Stated goal → Pick up the court opinion on the Glass House fund contributions dispute after its final sentence and continue it.

Passage →
==========
United States District Court, N.D. Illinois, Eastern Division


August 19, 2005.

TRUSTEES OF THE GLAZIERS, ARCHITECTURAL METAL AND GLASS WORKERS LOCAL UNION NO. 27 WELFARE AND PENSION FUNDS, Plaintiffs,
v.
THE GLASS HOUSE, INC., an Illinois Corporation, Defendant.

The opinion of the court was delivered by: HARRY LEINENWEBER, District Judge

MEMORANDUM OPINION AND ORDER

Plaintiffs are fiduciaries and plan sponsors of the Glaziers Architectural Metal and Glass Workers Local Union No. 27 (the "Union") Welfare Fund and Pension Fund (the "Funds"). They bring this action under the Employee Retirement Income Security Act of 1974 ("ERISA"), 29 U.S.C. § 1001 et seq., to recover delinquent Funds' contributions that Defendant, The Glass House, Inc. ("Glass House"), allegedly owes under the parties' collective bargaining agreement (the "CBA"). Before the Court are Plaintiffs' and Defendant's cross motions for summary judgment.

I. BACKGROUND

  In 1999, Glass House's President Steven Holwell discussed Union membership with the Union's business agent, Michael O'Donnell, and its business manager, Leonard Mathias. Holwell entered into the CBA with the Union on August 2, 1999. After signing the CBA, Glass House employed both Union and non-Union workers to perform glazing work on residential and commercial projects within the CBA's trade and geographic jurisdictions. (See CBA, arts. 6 & 8).

  The CBA's "Union Recognition" Clause outlines the parties' relationship:

The Employer recognizes the Union as the sole and exclusive collective bargaining representative of all Glazier and Apprentice Glazier employees (performing work hereinafter described in Article 6 and within the geographical area covered in Article 8 of this Agreement) for the purpose of collective bargaining in respect to rates of pay, wages, hours of employment, employment practices, standards of workmanship, safety practices and other conditions of employment.
(Id., Art. 1 § 1). Additionally, the CBA explicitly binds Glass House to the companion "Declaration of Trust," which establishes the Union's Funds. (Id., Art. 18 § 3, ¶ 1e ("The Employer hereby agrees to be bound by and to the said Agreement and Declaration of Trust, as though he had actually signed the same.")). Under the Declaration of Trust, Defendant must make periodic contributions to the Funds on behalf of specified employees and submit all necessary books and records to Plaintiff's accountant to conduct compliance audits. (Id., Art. 18 § 3, ¶ 3).

  The Union employed Richard Wolf and Company (the "Firm") to conduct the compliance audits. The Firm audited Glass House for the glazing work performed by its employees on three separate occasions — August 2, 1999 through September 20, 2001; October 1, 2001 through May 31, 2003; and June 1, 2003 through August 31, 2004. During the audit process, the Firm first confirmed the accuracy of the hours reported for Glass House employees. (Pl. 56.1(b) Resp., ¶ 16). Next, the Firm assessed the hours and determined whether there were additional employee hours for which Glass House still needed to make contributions. (Id.) The Firm addressed their questions concerning Glass House record keeping to Glass House management before asking the Union. In the three audit reports of Glass House, the Firm excluded contributions for any employee hours if Glass House identified the hours as "in-shop" or "administrative." The present dispute concerns $50,060.26 in outstanding Funds' contributions for the period between June 1, 2003 and August 31, 2004.
==========
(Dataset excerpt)

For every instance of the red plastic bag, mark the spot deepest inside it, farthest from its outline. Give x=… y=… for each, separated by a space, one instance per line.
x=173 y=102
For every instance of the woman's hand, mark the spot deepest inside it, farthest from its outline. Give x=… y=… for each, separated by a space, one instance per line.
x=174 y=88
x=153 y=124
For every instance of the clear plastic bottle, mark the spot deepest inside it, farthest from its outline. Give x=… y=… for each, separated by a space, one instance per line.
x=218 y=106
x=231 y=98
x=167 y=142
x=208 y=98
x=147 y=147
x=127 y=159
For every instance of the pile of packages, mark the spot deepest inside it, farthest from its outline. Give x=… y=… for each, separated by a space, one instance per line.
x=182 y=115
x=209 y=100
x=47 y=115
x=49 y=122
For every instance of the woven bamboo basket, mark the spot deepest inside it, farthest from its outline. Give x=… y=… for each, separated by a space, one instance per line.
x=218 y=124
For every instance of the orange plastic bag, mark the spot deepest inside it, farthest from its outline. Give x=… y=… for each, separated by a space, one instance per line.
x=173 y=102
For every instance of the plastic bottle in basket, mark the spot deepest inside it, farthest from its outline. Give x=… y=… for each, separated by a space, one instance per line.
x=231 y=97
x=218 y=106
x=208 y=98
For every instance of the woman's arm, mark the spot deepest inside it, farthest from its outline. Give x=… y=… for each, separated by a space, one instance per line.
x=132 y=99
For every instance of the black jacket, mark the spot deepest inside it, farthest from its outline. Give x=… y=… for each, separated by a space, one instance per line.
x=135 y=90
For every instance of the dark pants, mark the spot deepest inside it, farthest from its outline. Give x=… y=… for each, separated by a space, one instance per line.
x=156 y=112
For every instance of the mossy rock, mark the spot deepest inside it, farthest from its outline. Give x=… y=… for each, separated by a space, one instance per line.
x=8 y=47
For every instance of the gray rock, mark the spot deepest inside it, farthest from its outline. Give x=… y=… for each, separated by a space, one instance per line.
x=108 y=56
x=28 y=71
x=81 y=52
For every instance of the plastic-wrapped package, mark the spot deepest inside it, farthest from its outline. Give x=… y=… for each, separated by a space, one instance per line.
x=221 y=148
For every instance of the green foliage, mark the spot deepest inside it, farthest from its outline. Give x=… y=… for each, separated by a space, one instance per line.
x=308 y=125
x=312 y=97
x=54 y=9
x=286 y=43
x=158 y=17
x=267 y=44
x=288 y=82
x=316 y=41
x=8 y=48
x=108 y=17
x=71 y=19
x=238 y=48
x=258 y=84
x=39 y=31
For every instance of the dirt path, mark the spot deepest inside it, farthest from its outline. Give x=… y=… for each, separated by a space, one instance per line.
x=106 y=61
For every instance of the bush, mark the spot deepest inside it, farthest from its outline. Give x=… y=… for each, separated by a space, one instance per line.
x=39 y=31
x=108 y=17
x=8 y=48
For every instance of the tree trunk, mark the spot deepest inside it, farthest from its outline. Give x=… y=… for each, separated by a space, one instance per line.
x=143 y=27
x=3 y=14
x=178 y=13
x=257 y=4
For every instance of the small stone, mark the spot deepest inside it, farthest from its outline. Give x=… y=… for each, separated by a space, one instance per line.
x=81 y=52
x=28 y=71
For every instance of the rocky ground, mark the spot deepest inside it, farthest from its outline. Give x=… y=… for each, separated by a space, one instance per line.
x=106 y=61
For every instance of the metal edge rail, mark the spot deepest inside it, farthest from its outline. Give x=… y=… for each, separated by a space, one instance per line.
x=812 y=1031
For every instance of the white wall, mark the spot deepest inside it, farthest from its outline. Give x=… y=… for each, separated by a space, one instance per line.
==========
Written response →
  II. LEGAL STANDARD

  Summary judgment is appropriate where "the pleadings, depositions, answers to interrogatories, and admissions on file, together with affidavits, if any, show that there is no genuine issue as to any material fact and that the moving party is entitled to judgment as a matter of law." FED. R. CIV. PROC. 56(c). In deciding a motion for summary judgment, the court "review[s] the record in the light most favorable to the nonmoving party and to draw all reasonable inferences in that party's favor." Vanasco v. Nat'l-Louis Univ., 137 F.3d 962, 964 (7th Cir. 1998). Once the moving party has produced evidence to show that it is entitled to summary judgment, the party seeking to avoid such judgment must affirmatively demonstrate that a genuine issue of material fact remains for trial. See LINC Finance Corp. v. Onwuteaka, 129 F.3d 917, 920 (7th Cir. 1997). When the opposing party cannot demonstrate a genuine issue of material fact, summary judgment for the moving party is appropriate. FED. R. CIV. PROC. 56(c).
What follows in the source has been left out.